● What you are asked to do
Reproduce word for word the stretch of the driving comments below from "I think drivers" to "or after dark.".

### Selected excerpt

My dads first piece of advice to me when I got my drivers license (one as a youngster I stupidly ignored) when driving act every moment as if every car around you is about to do something incredibly stupid
I really don't think we've (at least the US) wrestled with the moral implications of modern driving. The problem with any system at scale is that cost and responsibility become diffuse while benefit becomes concentrated, and the underlying costs become so baked into the baseline that anything that tries to shift the calculus comes across as "taking."
But you're absolutely right: even when used *exactly as intended* a car is a machine that internalizes benefit to the few at the intentional expense of the many, and that alone justifies a very heavy hand of regulation. But it should also imply a very strong commitment to individual responsibility to both find more ways to bear one's own cost and to mitigate it further, and we just don't have a strong culture of that, unfortunately. Which is horrible: in virtually all cases of vehicular violence, the full moral burden of the act falls on the driver, and I think if we really got that we'd jump at the opportunity to take a "safe systems" approach rather than just shrugging and writing 40k people a year (plus many more life changing injuries) as "the cost of *my personal individual* freedom, paid for by those around me."
Great title and reflection. I’m struck by the fact that in other countries I’ve traveled, Spain and England come to mind, drivers seem more ready to stop at a moment’s notice for pedestrians. I’m sure someone has tried to figure out why, particularly given both have roundabouts that are a sort of equivalent of right on red, but I suspect it has to do with some mixture of design, driver training and penalties, and the likelihood that the driver too is often a pedestrian.
I think drivers being pedestrians too would be very helpful. Many adults I know hardly ever walk anywhere, certainly not to run their errands or after dark.

######
### Material shown

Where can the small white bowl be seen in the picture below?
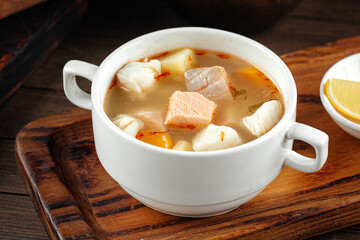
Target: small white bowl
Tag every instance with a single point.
(347, 69)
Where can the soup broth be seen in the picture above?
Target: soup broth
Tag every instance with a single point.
(250, 89)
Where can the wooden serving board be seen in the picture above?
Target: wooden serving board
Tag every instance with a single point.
(77, 199)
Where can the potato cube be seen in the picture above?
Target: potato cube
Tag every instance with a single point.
(178, 62)
(183, 146)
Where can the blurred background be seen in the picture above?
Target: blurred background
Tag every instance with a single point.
(38, 37)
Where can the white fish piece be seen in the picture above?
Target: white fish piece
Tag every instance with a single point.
(183, 145)
(128, 124)
(266, 117)
(138, 76)
(215, 137)
(211, 82)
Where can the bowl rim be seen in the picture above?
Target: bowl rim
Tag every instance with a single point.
(337, 117)
(282, 124)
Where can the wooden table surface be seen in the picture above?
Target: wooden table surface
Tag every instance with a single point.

######

● Result
I think drivers being pedestrians too would be very helpful. Many adults I know hardly ever walk anywhere, certainly not to run their errands or after dark.